Repeat the listing in full. Nothing may be added or left out.
--- RECORDS PROVIDED ---
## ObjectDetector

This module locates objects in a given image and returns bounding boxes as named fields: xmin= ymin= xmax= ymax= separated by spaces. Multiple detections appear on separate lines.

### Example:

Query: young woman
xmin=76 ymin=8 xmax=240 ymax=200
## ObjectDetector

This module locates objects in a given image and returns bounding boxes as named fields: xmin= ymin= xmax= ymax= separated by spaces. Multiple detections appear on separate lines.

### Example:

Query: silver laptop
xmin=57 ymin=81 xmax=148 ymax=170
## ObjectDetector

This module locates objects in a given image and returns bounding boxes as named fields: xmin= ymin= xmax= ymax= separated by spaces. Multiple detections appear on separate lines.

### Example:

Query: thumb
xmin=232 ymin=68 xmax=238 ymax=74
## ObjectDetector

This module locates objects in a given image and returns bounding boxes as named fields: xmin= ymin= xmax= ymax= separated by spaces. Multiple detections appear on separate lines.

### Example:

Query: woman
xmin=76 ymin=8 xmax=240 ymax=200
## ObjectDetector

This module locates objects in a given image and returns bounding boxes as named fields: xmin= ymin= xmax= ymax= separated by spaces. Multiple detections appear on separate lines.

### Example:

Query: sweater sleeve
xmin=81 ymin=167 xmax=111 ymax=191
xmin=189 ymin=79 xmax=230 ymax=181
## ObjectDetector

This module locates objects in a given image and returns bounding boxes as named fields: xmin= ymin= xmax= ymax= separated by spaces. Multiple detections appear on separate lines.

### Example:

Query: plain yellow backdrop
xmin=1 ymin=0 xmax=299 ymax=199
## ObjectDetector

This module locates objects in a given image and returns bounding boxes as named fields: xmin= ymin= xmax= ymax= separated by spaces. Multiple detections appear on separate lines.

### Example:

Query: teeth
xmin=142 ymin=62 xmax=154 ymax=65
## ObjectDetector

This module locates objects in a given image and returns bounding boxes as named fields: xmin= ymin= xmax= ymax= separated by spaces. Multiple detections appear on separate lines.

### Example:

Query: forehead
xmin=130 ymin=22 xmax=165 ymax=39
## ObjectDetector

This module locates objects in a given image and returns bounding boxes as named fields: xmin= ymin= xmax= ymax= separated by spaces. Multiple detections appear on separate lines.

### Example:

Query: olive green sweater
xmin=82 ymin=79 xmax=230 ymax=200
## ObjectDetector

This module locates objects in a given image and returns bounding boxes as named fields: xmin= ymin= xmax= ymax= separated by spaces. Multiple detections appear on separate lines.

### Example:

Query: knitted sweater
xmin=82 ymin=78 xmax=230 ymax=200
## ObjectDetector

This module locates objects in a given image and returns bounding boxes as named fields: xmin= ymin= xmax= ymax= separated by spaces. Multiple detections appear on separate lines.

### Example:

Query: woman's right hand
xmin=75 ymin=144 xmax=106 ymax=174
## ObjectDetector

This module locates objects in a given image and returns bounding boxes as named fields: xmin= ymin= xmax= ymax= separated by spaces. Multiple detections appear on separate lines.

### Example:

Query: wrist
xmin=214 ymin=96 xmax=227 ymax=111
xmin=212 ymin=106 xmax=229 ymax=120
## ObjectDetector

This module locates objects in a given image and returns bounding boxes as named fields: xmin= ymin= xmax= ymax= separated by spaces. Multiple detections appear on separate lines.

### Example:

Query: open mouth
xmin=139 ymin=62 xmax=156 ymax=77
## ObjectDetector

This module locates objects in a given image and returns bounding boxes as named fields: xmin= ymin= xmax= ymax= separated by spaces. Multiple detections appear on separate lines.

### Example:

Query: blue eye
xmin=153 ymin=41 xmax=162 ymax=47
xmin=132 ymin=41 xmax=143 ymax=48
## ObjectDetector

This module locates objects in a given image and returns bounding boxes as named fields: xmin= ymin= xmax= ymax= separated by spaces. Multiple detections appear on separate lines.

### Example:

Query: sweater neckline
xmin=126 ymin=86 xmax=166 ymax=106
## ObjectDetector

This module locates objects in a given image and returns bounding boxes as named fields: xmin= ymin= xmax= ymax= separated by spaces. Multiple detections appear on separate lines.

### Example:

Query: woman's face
---
#### SOLVED PROBLEM
## ObjectDetector

This module locates objects in a given image and returns bounding boxes as named fields: xmin= ymin= xmax= ymax= separated by spaces. Multiple detections appear on separate lines.

### Example:

Query: young woman
xmin=76 ymin=8 xmax=240 ymax=200
## ObjectDetector

This module locates objects in a given image and returns bounding boxes as named fields: xmin= ymin= xmax= ymax= separated by spaces. Multiple detections appear on separate lines.

### Example:

Query: silver laptop
xmin=57 ymin=81 xmax=148 ymax=170
## ObjectDetector

This module locates objects in a given image and returns bounding boxes as named fields: xmin= ymin= xmax= ymax= separated by spaces. Multiple detections appear on separate lines.

### Example:

Query: thumb
xmin=232 ymin=68 xmax=238 ymax=74
## ObjectDetector

This module locates objects in a given image and returns bounding boxes as named fields: xmin= ymin= xmax= ymax= separated by spaces. Multiple detections appear on separate lines.

### Example:

Query: woman
xmin=76 ymin=8 xmax=240 ymax=200
## ObjectDetector

This module locates objects in a given image and returns bounding boxes as named fields: xmin= ymin= xmax= ymax= separated by spaces. Multiple detections appear on separate lines.

### Example:

Query: sweater sleeve
xmin=81 ymin=167 xmax=111 ymax=191
xmin=189 ymin=79 xmax=230 ymax=181
## ObjectDetector

This module locates objects in a given image and returns bounding boxes as named fields: xmin= ymin= xmax= ymax= separated by spaces. Multiple detections appear on separate lines.

### Example:

Query: plain yellow backdrop
xmin=1 ymin=0 xmax=299 ymax=199
## ObjectDetector

This module locates objects in a given image and returns bounding boxes as named fields: xmin= ymin= xmax= ymax= separated by spaces. Multiple detections appear on separate lines.

### Example:

Query: teeth
xmin=142 ymin=62 xmax=154 ymax=65
## ObjectDetector

This module locates objects in a given image and returns bounding boxes as named fields: xmin= ymin= xmax= ymax= separated by spaces. Multiple detections appear on separate lines.

### Example:

Query: forehead
xmin=130 ymin=22 xmax=165 ymax=39
## ObjectDetector

This module locates objects in a given image and returns bounding boxes as named fields: xmin= ymin= xmax= ymax= separated by spaces. Multiple detections appear on separate lines.

### Example:

Query: olive green sweater
xmin=82 ymin=79 xmax=230 ymax=200
## ObjectDetector

This module locates objects in a given image and returns bounding boxes as named fields: xmin= ymin= xmax= ymax= separated by spaces. Multiple detections appear on separate lines.

### Example:

Query: knitted sweater
xmin=82 ymin=78 xmax=230 ymax=200
## ObjectDetector

This module locates objects in a given image and returns bounding boxes as named fields: xmin= ymin= xmax= ymax= separated by spaces. Multiple detections appear on separate lines.

### Example:

Query: woman's right hand
xmin=75 ymin=144 xmax=106 ymax=174
## ObjectDetector

This module locates objects in a given image and returns bounding boxes as named fields: xmin= ymin= xmax= ymax= separated by spaces. Multiple detections appear on separate lines.

### Example:

Query: wrist
xmin=214 ymin=96 xmax=227 ymax=111
xmin=212 ymin=106 xmax=229 ymax=120
## ObjectDetector

This module locates objects in a given image and returns bounding boxes as named fields: xmin= ymin= xmax= ymax= separated by spaces. Multiple detections appear on separate lines.

### Example:

Query: open mouth
xmin=139 ymin=62 xmax=156 ymax=77
## ObjectDetector

This module locates objects in a given image and returns bounding boxes as named fields: xmin= ymin= xmax= ymax= separated by spaces. Multiple detections appear on separate lines.

### Example:

Query: blue eye
xmin=153 ymin=41 xmax=162 ymax=47
xmin=132 ymin=41 xmax=143 ymax=48
## ObjectDetector

This module locates objects in a given image and returns bounding boxes as named fields: xmin= ymin= xmax= ymax= separated by spaces. Multiple detections appear on separate lines.

### Example:

Query: sweater neckline
xmin=126 ymin=86 xmax=166 ymax=106
## ObjectDetector

This module locates objects in a given image and returns bounding boxes as named fields: xmin= ymin= xmax= ymax= separated by spaces. Multiple detections appear on separate lines.

### Example:

Query: woman's face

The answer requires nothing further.